* [PROBLEM DESCRIPTION]: Extend the Supreme Court of India judgment on the disputed pathway easement, beginning right after its final sentence.

* [EXTRACTED TEXT]:
******

SUPREME COURT OF INDIA JUDGMENTSEasements Act

Dr. S. Kumar & Ors. Vs. S. Ramalingam-16/07/19

Easement of necessity-The argument that right of easement stands extinguished once the easement of necessity comes to an end is not applicable if the rights of the parties arise out of a sale deed and the rights of the parties have to be adjudicated upon as they exist on the date of filing of the suit. The subsequent events of inheritance vesting the property in the same person will not take away the easement right. The appellants have been granted right to use passage in the sale deed. Thus, it is not easement of necessity but it is right granted by the sale deed therefore, such right will not be extinguished in terms of Section 41 of the Indian Easements Act, 1882.

ACTS: Section 48 of the Transfer of Property Act, 1882 read with Section 41 of the Indian Easements Act, 1882

FROM: High Court of Judicature at Madras

SUPREME COURT OF INDA

Dr. S. Kumar & Ors. Vs. S. Ramalingam

[Civil Appeal Nos. 8628-8629 of 2009]

HEMANT GUPTA, J.

1. The defendants are in appeal aggrieved against the judgment and decree passed by the High Court of Judicature at Madras on March 6, 2007, whereby judgment and decree passed by the First Appellate Court was not interfered with in the second appeal.

2. The plaintiff – respondent filed two suits, firstly, OS No. 2251 of 1985 claiming an injunction against the defendants from using a pathway shown as A B C D in the plaint and claiming exclusive right to use the said path. Another suit OS No. 9158 of 1986 was filed restraining the defendants from preventing the plaintiff from using the pathway to reach their land E F G H.

3. The learned trial court dismissed the suits on April 22, 1991 holding the defendants have right of necessity of access to their property over the pathway A B C D in the first suit. However, the First Appellate Court allowed the appeal on September 16, 1993 and granted injunction as prayed holding that there is no necessity of easement as the said defendant has access from the property of her husband which is on Mowbrays Road. The High Court has maintained the judgment and decree of the First Appellate Court vide judgment dated March 6, 2007.

4. The facts leading to the present appeal are that one C.L. Rajasekaran was the owner of big chunk of land on Mowbrays Road in the city of Chennai. He executed three separate sale deeds on different dates. The first sale deed was executed in favour of defendant No. 1 – B. Shivaraman on December 5, 1973 in respect of property measuring 3483.66 sq. feet. Another adjoining land was purchased by Lakshmi Shivaraman, wife of defendant No. 1, vide separate sale deed dated April 1, 1976, in respect of land measuring 1062 sq. feet. The plaintiff entered into an agreement for purchase of land measuring 3525 sq. feet with C.L. Rajasekaran on May 13, 1978 but the sale deed was executed on May 31, 1988 after a decree in a suit for specific performance was granted.

5. The sale of land to defendant No. 1 is abutting Mowbrays Road whereas the land purchased by defendant No. 2 is touching back of land purchased by defendant No. 1. The dispute is in respect of the passage over which plaintiff claims an exclusive right of use in terms of the sale 2 deed dated May 31, 1988 whereas defendant No. 2 claims access to land purchased by her on the strength of recitals in the sale deed in her favour and also the fact that she has been using such passage from the day of purchase.

******

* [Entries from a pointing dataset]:
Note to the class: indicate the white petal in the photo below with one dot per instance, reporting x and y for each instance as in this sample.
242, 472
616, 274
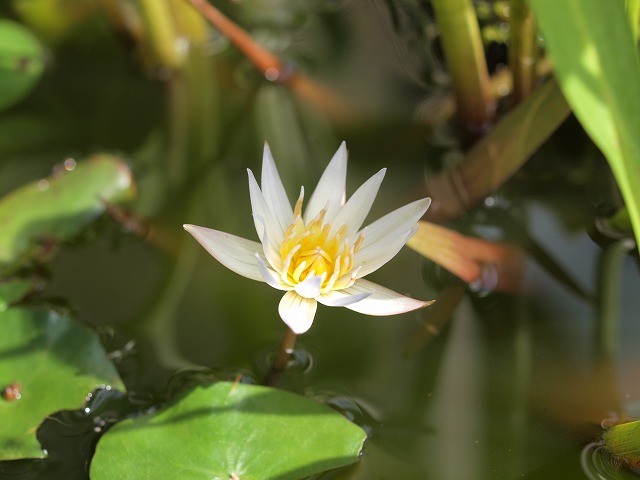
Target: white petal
330, 189
384, 238
269, 276
261, 210
297, 312
338, 299
274, 192
373, 258
309, 287
235, 253
381, 300
394, 224
357, 207
271, 252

******

* [RESPONSE TO THIS TASK]:
6. Before we advert to the respective arguments raised by learned counsel for the parties, some factual aspects in respect of the sale deed are in question. The copy of sale deed dated December 5, 1973 has been produced by Mr. Basant, learned senior counsel for the plaintiff. The said sale deed recites that piece of land described in the schedule attached with the sale deed and marked in the plan and all rights, title and interest in the said property together with all ways sewages rights easements advantages and all other appurtenances and privileges heretofore enjoyed by the vendor stands conveyed to the said defendant. The layout plan shows that the area of land is 3483.66 sq. feet that is 44 feet 3 inches x 44 feet. There is a long rectangular strip 12 feet wide in the layout plan adjoining to the said land conveyed.

7. The second sale deed dated April 1, 1976 (Exh. B3) is in respect of plot area 1062 sq. feet having similar recitals as in the sale deed (Exh.B1) whereas in the lay out plan in the schedule attached to the sale deed, the area marked red in the plan is the area conveyed to the defendant No. 2. It is admitted by the parties that the colour in the original site plan cannot be made out at this stage but from the document attached with the sale deed (Exh. B4), land measuring 44 feet 3 inches x 24 feet was conveyed to defendant No. 2 adjoining 3 rectangular piece of land 12 feet wide. The plaintiff purchased land in the same block but on the rear side of the land sold to defendant No. 2 vide sale deed dated May 31, 1988. The Schedule B of the said sale deed reads as under:

“SCHEDULE ‘B’

All that piece and parcel of land bearing a part of Plot 7-A, situate at Mowbrays Road, 1st Cross Street, Alwarpet, Madras 600 018, bearing R.S. No. 3682 (Part), measuring 56ft. East to West, On the Northern Side 57’6′ on the Southern side 66 ft. North to South on the Western side and 61 ft. North South on the Eastern Side marked EPGH coloured Red in the plan measuring in all 3525 sq. feet together with a pathway having a width of 16 feet East to West, and a length of 103 feet North to South marked as ABCD in the plan and coloured Green for exclusive use of the purchasers bounded on the:

ON THE NORTH BY: House and Site owned by Sivaraman and Lakshmi Sivaraman

xx xx xx”

8. Learned counsel for the appellants – defendants refers to the statement of vendor PW-3 C.L. Rajasekaran wherein he stated that he has divided the property in three parts. He stated that as per sale deed Exh. A18, he gave exclusive right over the feet passage to the plaintiff and did not give any right to anyone except him. In cross-examination, he admitted that he executed a sale deed in favour of one Bharatha Reddy in 1983 after leaving 161/2 feet passage in between the properties of Bharatha Reddy and the respondents, now the appellants. The length of said passage is 106 feet and width 16 feet. He further admitted that from 1976, the second respondent was using land measuring 16 x 106 feet as her pathway.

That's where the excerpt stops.